## Text shown

***

Rubber and plastic insulation materials are widely used in central air conditioning systems, equipment piping, chilled water systems, and industrial insulation due to their high flexibility, good insulation properties, and outstanding water vapor resistance. When selecting materials or reviewing budgets, engineers pay the most attention to the core technical parameters of rubber and plastics, including thermal conductivity, density, water repellency, water vapor permeability, flame retardancy rating, and closed-cell ratio. These parameters essentially determine the energy-saving level, safety level, and long-term stability of rubber and plastics.

I. Thermal Conductivity: The Core Parameter for Measuring the Insulation Capability of Rubber and Plastics

The typical thermal conductivity range of rubber and plastic materials is 0.030–0.040 W/(m·K), which is considered low thermal conductivity. This means that it can effectively block cold loss or heat conduction.

***

## Written tasks
**1.** Write out everything in the insulation text from "I. Thermal Conductivity: The" down to "or heat conduction.".
**2.** What is the typical thermal conductivity range of rubber and plastic materials, according to the insulation text?
The items have nothing to do with what follows.

## Data entries

***

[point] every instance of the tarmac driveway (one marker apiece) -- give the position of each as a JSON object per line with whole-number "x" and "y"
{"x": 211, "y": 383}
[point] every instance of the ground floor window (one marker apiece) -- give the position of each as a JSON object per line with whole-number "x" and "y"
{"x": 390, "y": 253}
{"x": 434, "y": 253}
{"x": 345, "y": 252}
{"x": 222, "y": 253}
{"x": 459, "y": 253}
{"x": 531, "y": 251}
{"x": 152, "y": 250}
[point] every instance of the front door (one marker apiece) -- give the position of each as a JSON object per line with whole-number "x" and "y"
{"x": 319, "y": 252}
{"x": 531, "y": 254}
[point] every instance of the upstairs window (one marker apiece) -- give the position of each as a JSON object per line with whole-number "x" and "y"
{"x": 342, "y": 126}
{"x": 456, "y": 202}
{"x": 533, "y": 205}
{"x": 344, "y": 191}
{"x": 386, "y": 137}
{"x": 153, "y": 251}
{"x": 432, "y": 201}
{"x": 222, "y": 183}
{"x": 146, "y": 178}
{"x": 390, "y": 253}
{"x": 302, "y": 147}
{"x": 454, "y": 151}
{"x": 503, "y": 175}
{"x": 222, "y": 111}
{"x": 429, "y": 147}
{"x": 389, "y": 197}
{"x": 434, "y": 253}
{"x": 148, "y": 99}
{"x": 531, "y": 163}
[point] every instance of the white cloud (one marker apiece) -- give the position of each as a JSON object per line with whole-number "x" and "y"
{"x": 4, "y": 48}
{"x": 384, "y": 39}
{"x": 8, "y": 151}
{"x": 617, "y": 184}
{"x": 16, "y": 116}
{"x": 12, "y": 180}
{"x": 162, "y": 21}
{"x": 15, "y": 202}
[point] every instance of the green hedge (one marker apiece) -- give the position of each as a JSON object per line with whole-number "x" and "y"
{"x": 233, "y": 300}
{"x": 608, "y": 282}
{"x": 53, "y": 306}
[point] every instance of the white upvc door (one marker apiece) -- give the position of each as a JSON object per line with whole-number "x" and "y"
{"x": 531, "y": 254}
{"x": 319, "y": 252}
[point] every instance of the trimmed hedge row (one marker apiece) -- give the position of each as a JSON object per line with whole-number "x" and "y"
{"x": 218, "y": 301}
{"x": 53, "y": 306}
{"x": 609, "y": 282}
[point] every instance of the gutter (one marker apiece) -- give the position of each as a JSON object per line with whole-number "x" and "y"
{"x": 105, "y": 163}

***

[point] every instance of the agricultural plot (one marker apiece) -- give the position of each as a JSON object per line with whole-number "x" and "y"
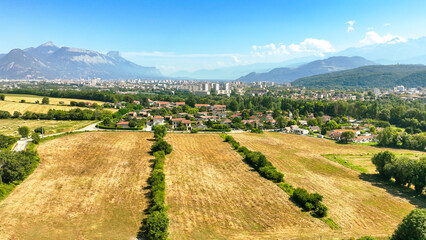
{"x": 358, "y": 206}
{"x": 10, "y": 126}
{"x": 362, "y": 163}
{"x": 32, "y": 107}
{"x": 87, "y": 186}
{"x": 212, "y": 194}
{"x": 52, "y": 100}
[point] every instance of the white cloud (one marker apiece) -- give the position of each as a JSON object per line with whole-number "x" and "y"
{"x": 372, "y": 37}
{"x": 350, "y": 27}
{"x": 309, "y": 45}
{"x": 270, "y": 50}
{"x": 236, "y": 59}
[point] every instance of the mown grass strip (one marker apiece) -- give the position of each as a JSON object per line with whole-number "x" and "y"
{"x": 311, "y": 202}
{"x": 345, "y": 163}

***

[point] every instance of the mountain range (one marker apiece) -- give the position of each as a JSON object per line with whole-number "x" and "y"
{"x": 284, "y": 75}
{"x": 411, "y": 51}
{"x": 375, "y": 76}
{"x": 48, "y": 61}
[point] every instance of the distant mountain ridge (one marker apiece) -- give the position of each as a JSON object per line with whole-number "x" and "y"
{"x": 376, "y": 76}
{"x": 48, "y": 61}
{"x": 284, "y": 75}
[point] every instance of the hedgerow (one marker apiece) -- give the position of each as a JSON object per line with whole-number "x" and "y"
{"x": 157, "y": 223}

***

## Task solutions
**1.**
I. Thermal Conductivity: The Core Parameter for Measuring the Insulation Capability of Rubber and Plastics

The typical thermal conductivity range of rubber and plastic materials is 0.030–0.040 W/(m·K), which is considered low thermal conductivity. This means that it can effectively block cold loss or heat conduction.

**2.** 0.030–0.040 W/(m·K)